** Work instruction **
Scan the data below and pick out the lines containing the word "dark".

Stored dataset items
--------------------------------------------------

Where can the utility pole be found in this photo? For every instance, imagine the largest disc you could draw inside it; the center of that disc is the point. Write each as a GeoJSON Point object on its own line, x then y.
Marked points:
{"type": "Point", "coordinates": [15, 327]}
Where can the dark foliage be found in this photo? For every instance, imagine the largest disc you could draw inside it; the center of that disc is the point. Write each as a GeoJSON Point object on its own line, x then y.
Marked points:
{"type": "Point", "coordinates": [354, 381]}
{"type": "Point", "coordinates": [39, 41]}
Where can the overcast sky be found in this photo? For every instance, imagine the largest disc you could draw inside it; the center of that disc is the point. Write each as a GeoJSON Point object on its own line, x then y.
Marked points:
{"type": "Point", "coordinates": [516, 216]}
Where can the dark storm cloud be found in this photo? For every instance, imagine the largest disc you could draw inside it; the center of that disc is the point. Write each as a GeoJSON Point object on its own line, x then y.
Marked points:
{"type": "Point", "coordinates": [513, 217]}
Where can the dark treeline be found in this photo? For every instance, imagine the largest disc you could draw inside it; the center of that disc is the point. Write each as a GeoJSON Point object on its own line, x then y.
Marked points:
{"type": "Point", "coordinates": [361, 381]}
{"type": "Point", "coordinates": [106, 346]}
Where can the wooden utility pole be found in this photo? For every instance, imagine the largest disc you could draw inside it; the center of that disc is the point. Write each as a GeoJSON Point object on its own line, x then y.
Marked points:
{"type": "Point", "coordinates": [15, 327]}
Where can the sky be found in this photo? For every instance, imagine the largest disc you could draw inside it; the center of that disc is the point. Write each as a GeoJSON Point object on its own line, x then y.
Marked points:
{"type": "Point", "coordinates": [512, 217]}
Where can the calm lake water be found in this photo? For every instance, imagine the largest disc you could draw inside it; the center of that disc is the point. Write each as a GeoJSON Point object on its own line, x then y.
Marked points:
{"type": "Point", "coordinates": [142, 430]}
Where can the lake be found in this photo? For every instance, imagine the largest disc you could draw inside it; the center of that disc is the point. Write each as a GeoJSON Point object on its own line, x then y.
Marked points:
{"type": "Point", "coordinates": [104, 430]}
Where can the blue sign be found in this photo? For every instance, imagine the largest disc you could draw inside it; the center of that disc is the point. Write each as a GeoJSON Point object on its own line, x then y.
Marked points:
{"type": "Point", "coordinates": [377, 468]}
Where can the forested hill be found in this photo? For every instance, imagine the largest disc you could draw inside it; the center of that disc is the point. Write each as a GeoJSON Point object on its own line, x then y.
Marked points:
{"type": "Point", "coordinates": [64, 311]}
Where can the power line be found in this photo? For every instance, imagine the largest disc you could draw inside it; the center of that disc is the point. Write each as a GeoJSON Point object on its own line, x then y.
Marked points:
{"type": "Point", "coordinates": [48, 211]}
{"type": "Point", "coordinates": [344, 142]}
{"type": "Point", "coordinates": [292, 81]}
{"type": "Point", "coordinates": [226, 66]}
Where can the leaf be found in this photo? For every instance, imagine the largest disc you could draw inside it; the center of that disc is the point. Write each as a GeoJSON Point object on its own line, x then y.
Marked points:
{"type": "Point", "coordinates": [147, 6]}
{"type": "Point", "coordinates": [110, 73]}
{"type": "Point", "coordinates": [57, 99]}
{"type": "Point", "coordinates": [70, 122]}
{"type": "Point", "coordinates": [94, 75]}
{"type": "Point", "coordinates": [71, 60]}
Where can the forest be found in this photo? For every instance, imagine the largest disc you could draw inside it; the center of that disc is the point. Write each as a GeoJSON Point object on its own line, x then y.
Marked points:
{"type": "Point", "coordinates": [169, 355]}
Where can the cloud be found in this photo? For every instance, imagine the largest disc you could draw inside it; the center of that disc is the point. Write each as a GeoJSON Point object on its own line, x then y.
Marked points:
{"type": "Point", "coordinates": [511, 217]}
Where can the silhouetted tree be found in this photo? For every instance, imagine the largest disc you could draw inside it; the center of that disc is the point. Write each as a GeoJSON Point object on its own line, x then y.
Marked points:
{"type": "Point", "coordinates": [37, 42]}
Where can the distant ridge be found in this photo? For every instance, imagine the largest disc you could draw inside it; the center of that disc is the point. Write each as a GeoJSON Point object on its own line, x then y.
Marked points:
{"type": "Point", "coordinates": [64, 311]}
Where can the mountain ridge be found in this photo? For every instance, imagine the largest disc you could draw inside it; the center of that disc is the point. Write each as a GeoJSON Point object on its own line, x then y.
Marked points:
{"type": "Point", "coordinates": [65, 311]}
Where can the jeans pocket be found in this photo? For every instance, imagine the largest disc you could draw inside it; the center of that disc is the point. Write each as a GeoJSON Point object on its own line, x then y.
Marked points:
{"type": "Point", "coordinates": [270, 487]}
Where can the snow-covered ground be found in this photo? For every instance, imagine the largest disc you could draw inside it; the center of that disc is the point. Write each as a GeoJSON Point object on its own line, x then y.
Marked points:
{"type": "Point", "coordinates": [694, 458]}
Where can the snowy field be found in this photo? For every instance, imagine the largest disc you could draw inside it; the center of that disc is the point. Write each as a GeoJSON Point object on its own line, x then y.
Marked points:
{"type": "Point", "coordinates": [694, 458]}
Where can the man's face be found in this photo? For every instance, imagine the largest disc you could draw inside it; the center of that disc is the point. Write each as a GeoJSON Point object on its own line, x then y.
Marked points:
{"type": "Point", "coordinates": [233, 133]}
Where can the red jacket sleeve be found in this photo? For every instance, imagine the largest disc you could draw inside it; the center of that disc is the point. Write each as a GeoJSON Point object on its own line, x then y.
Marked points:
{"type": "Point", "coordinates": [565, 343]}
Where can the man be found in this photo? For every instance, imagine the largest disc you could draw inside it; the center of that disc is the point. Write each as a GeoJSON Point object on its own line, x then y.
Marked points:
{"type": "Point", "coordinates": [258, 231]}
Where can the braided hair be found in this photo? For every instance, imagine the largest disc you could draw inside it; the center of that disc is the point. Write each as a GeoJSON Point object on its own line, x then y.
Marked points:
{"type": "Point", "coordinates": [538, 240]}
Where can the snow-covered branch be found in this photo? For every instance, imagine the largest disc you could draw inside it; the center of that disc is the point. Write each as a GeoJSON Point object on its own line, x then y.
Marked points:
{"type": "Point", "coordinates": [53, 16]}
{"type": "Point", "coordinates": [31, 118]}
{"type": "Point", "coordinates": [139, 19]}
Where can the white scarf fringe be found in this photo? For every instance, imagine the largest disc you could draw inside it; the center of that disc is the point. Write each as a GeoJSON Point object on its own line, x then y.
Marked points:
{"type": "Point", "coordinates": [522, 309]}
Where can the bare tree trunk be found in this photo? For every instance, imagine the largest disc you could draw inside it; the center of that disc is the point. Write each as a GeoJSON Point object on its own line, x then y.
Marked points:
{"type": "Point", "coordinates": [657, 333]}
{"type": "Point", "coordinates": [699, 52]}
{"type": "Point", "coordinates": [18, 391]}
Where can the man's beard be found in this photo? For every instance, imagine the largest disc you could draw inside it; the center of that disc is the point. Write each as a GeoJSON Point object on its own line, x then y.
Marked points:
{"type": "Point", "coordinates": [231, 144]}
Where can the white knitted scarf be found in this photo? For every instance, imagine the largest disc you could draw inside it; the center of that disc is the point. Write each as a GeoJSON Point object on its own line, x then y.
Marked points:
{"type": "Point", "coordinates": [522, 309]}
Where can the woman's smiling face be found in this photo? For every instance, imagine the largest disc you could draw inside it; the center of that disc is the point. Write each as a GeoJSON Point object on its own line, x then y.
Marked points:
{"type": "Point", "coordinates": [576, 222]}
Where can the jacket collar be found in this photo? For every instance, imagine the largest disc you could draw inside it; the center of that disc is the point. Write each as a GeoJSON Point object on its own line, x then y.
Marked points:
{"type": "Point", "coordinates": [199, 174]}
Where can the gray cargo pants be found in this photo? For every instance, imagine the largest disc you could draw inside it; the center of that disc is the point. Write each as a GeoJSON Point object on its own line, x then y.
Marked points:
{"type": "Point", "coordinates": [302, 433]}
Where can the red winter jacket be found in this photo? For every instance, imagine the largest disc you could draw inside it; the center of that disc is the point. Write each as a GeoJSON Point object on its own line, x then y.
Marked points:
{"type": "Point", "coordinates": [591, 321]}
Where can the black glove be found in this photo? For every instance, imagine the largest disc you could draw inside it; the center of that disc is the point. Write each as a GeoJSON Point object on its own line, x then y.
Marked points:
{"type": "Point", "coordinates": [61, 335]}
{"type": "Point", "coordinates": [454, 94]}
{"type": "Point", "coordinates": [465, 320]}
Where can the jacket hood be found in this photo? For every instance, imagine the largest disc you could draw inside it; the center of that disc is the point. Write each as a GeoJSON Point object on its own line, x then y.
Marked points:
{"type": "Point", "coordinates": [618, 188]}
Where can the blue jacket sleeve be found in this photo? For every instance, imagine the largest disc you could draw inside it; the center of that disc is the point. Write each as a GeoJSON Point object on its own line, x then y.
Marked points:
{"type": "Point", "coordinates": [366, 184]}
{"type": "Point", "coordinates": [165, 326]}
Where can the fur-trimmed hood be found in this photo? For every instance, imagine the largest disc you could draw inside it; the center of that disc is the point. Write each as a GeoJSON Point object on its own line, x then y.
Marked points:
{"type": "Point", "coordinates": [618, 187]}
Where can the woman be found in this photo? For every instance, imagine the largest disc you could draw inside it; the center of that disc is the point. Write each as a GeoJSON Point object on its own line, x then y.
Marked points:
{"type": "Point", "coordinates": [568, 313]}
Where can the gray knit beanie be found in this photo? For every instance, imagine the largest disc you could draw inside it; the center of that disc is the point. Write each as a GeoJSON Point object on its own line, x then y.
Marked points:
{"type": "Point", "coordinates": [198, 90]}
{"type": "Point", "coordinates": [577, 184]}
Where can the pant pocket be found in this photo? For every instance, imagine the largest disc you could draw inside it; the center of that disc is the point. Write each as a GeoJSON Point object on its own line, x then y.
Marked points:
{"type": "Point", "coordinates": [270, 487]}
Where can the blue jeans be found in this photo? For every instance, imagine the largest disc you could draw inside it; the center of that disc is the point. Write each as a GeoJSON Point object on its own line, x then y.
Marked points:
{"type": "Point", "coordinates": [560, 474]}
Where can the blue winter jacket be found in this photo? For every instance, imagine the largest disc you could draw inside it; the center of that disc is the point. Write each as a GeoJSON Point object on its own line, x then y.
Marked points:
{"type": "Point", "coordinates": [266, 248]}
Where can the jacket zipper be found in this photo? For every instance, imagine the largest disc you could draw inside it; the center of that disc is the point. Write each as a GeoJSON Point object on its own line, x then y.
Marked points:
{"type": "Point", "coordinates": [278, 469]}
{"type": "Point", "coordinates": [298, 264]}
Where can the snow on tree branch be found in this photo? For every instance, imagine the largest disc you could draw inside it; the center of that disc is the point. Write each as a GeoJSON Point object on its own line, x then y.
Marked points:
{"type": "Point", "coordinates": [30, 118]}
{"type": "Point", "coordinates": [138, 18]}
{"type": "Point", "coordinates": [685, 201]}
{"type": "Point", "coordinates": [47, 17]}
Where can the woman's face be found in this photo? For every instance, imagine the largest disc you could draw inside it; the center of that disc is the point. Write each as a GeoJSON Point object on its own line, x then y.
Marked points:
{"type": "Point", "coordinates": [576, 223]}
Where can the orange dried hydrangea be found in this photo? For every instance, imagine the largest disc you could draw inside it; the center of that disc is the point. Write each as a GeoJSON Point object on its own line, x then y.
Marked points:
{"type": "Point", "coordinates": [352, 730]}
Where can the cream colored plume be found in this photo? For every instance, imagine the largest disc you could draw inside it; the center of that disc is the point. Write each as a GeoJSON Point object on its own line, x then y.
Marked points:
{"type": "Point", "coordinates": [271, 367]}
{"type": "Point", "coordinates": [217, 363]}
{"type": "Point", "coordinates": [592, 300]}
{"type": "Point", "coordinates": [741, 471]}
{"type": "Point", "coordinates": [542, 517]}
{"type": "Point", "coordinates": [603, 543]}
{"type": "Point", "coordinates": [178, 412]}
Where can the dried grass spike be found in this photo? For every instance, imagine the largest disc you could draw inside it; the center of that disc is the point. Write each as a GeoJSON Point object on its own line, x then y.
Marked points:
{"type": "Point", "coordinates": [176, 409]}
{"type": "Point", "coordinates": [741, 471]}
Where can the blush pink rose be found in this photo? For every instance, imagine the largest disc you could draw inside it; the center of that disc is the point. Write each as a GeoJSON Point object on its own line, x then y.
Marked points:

--------------------------------------------------

** Exercise answer **
Where can the dark foliage be found in this photo? For every instance, imagine the largest disc you could draw inside it; the center of that disc is the point. Write each as a GeoJSON Point object on its own line, x then y.
Where can the dark storm cloud be found in this photo? For every instance, imagine the largest disc you could draw inside it; the center of that disc is the point. Write each as a GeoJSON Point object on its own line, x then y.
Where can the dark treeline be found in this photo? For every instance, imagine the largest disc you could draw inside it; the center of that disc is the point. Write each as a GeoJSON Point object on its own line, x then y.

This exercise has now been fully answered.